# [Work request 1]
Reproduce the add_garbage documentation word for word from "Character. Interval notation specifying the range for high-range" to "dates). If NULL, no high-range garbage is added.".

# [Reading passage]
☆ ☆ ☆ ☆
Skip to contents

Helper function to add garbage data specifications to a variables data frame. This provides a convenient way to specify invalid/garbage values for quality assurance testing. Works consistently across all variable types (categorical, continuous, date).

Usage

add_garbage(
  variables,
  var,
  garbage_low_prop = NULL,
  garbage_low_range = NULL,
  garbage_high_prop = NULL,
  garbage_high_range = NULL
)

Arguments

variables

Data frame with variable metadata (typically read from variables.csv)

var

Character. Variable name to add garbage specifications to. Must exist in variables$variable.

garbage_low_prop

Numeric. Proportion of observations to generate as low-range garbage (0-1). If NULL, no low-range garbage is added.

garbage_low_range

Character. Interval notation specifying the range for low-range garbage values (e.g., [-2, 0] for categorical, [0, 1.4) for continuous, [1900-01-01, 1950-12-31] for dates). If NULL, no low-range garbage is added.

garbage_high_prop

Numeric. Proportion of observations to generate as high-range garbage (0-1). If NULL, no high-range garbage is added.

garbage_high_range

Character. Interval notation specifying the range for high-range garbage values (e.g., [10, 15] for categorical, [60, 150] for continuous, [2025-01-01, 2099-12-31] for dates). If NULL, no high-range garbage is added.

Value

Modified variables data frame with garbage specifications added. If the garbage columns don't exist, they are created and initialized with NA for all other variables.

Details

Unified garbage API

All variable types use the same garbage specification pattern:

  • garbage_low_prop + garbage_low_range for values below valid range

  • garbage_high_prop + garbage_high_range for values above valid range

Variable type examples

Categorical (ordinal treatment):

# Valid codes: 1, 2, 3, 7
# Generate codes -2, -1, 0 below valid range
vars <- add_garbage(vars, "smoking",
  garbage_low_prop = 0.02, garbage_low_range = "[-2, 0]")
☆ ☆ ☆ ☆
# [Work request 2]
State how many lines of the entries below contain the string "negative", matching case exactly. Reply with the number alone.

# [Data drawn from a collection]
☆ ☆ ☆ ☆
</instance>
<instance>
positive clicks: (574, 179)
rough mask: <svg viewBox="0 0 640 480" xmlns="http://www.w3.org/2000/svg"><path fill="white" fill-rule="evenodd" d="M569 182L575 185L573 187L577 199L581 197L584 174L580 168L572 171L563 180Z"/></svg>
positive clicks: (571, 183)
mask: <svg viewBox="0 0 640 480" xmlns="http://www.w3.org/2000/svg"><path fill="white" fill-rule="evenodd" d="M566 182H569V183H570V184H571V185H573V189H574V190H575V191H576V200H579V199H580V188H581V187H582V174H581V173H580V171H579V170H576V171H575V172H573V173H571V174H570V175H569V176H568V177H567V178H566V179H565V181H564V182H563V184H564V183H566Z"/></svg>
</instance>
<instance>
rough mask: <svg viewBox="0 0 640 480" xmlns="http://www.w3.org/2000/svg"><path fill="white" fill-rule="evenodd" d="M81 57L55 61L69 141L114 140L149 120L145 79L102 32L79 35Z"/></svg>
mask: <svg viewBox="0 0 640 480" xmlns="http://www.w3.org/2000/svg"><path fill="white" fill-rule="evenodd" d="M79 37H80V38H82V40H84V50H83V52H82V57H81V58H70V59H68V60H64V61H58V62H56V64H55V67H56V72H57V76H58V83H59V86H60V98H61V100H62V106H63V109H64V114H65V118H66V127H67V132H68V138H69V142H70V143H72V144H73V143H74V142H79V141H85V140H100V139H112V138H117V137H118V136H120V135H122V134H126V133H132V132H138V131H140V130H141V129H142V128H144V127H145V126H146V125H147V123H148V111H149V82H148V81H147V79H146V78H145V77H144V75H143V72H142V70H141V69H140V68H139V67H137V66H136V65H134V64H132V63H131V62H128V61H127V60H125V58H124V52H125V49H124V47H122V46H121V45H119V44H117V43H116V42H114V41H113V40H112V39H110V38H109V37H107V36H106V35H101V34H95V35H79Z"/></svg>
☆ ☆ ☆ ☆
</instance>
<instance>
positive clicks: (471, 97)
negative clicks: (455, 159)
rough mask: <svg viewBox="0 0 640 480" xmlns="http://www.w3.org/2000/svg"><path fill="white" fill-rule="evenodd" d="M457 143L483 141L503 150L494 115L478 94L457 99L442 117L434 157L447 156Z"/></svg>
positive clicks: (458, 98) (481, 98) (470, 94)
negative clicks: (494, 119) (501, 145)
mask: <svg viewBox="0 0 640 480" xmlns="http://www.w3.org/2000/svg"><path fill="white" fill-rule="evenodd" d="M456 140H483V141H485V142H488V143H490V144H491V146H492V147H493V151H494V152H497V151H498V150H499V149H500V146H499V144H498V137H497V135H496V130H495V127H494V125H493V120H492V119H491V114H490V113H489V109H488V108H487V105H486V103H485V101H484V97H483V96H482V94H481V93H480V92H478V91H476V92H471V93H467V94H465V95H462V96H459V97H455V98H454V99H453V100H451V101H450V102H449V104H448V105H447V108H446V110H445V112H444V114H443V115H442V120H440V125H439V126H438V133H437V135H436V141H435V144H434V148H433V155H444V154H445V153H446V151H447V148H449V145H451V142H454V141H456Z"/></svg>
☆ ☆ ☆ ☆
# [Exercise answer 1]
Character. Interval notation specifying the range for high-range garbage values (e.g., [10, 15] for categorical, [60, 150] for continuous, [2025-01-01, 2099-12-31] for dates). If NULL, no high-range garbage is added.

# [Exercise answer 2]
2